Excerpted passage:
Segment Open
James Dickson Murray FRS, (born 2 January 1931 in Moffat, Scotland) is professor emeritus of applied mathematics at University of Washington and University of Oxford. He is best known for his authoritative and extensive work entitled Mathematical Biology.

Education

Educated at St. Andrews University, where he received with honours a bachelor's degree in mathematics in 1953, he took his PhD there in 1956.

Research and career

His first post was at the University of Durham, UK; later he has held positions at Harvard University, London and Oxford, becoming professor of mechanical engineering at the University of Michigan in 1965, at the age of 34.

He later became professor of mathematical biology at the University of Oxford, a fellow and tutor in mathematics at Corpus Christi College, Oxford and founder and director of the Centre for Mathematical Biology. He left Oxford in the late 1980s for the University of Washington in Seattle, where he spent the rest of his career as professor of mathematics and adjunct professor of zoology.

His research is characterised by its great range and depth: an early example is his fundamental contributions to understanding the biomechanics of the human body when launched from an aircraft in an ejection seat. He has made contributions to many other areas, ranging from understanding and preventing severe scarring; fingerprint formation; sex determination, modeling of animal coat and territory formation in wolf-deer interacting populations.

Selected publications

  • Mathematical Biology. 3rd edition in 2 volumes: Mathematical Biology: I. An Introduction (551 pages) 2002; Mathematical Biology: II. Spatial Models and Biomedical Applications (811 pages) 2003 (second printings 2004).
  • Glioblastoma brain tumours: estimating the time from brain tumour initiation and resolution of a patient survival anomaly after similar treatment protocols, J. Biol. Dyn., 6:sup2, 118-127, 2012.
  • Why Are There No 3-Headed Monsters? Mathematical Modeling in Biology. Notices of the Amer. Math. Soc.. June/July, 785-795, 2012.
  • On the mechanochemical theory of biological pattern formation with application to vasculogenesis. Comptes Rendus Acad. Sci. Paris (Biologies) 326: 239-252, 2003.
  • Vignettes from the field of mathematical biology - the application of mathematics to biology and medicine. Phil. Trans. Roy. Soc. Interface Focus 2012. doi: 10.1098/rsfs.2011.0102.
  • On the use of quantitative modeling to help understand PSA dynamics and other medical problems (with K.R. Swanson and L.D. True). Amer. J. Clin. Pathol., 119(1):14-7, 2003.
  • Virtual and real brain tumors: using mathematical modeling to quantify glioma growth and invasion (with K.R. Swanson, C. Bridge, and E.C. Alvord), Journal of the Neurological Sciences, 216(1):1-10, 2003.
Segment Closed
Extracted material:
Segment Open
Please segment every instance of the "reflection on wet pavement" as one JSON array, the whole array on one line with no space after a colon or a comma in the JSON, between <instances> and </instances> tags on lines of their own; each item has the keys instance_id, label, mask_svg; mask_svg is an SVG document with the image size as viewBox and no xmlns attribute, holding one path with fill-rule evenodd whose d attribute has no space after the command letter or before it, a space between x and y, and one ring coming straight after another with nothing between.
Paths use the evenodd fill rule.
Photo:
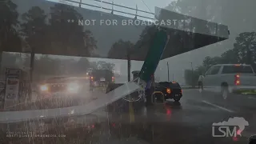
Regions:
<instances>
[{"instance_id":1,"label":"reflection on wet pavement","mask_svg":"<svg viewBox=\"0 0 256 144\"><path fill-rule=\"evenodd\" d=\"M109 111L104 108L83 116L1 124L0 143L246 144L246 134L251 135L255 130L253 111L230 113L202 102L205 98L206 96L202 99L195 91L188 90L184 90L184 98L180 102L170 101L166 105L141 106L134 114L129 113L129 109ZM210 101L210 98L206 100L216 102ZM233 104L236 105L234 102ZM134 117L134 121L130 121L131 114ZM242 137L213 138L212 123L226 121L232 117L243 117L249 122L250 126L242 133ZM6 131L16 134L19 132L33 132L39 135L8 138ZM45 138L42 138L43 134Z\"/></svg>"}]
</instances>

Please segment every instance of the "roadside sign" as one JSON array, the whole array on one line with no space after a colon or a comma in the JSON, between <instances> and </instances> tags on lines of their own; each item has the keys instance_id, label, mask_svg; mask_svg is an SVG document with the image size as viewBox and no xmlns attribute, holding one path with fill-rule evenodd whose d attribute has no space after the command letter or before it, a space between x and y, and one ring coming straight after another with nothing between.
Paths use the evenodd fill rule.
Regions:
Segment Closed
Your tasks:
1. Reproduce the text of the Murray biography word for word from "James Dickson Murray" to "entitled Mathematical Biology.".
2. In the Murray biography, how old was Murray when he became professor of mechanical engineering at the University of Michigan?

Responses per task:
1.
James Dickson Murray FRS, (born 2 January 1931 in Moffat, Scotland) is professor emeritus of applied mathematics at University of Washington and University of Oxford. He is best known for his authoritative and extensive work entitled Mathematical Biology.

2. He was 34.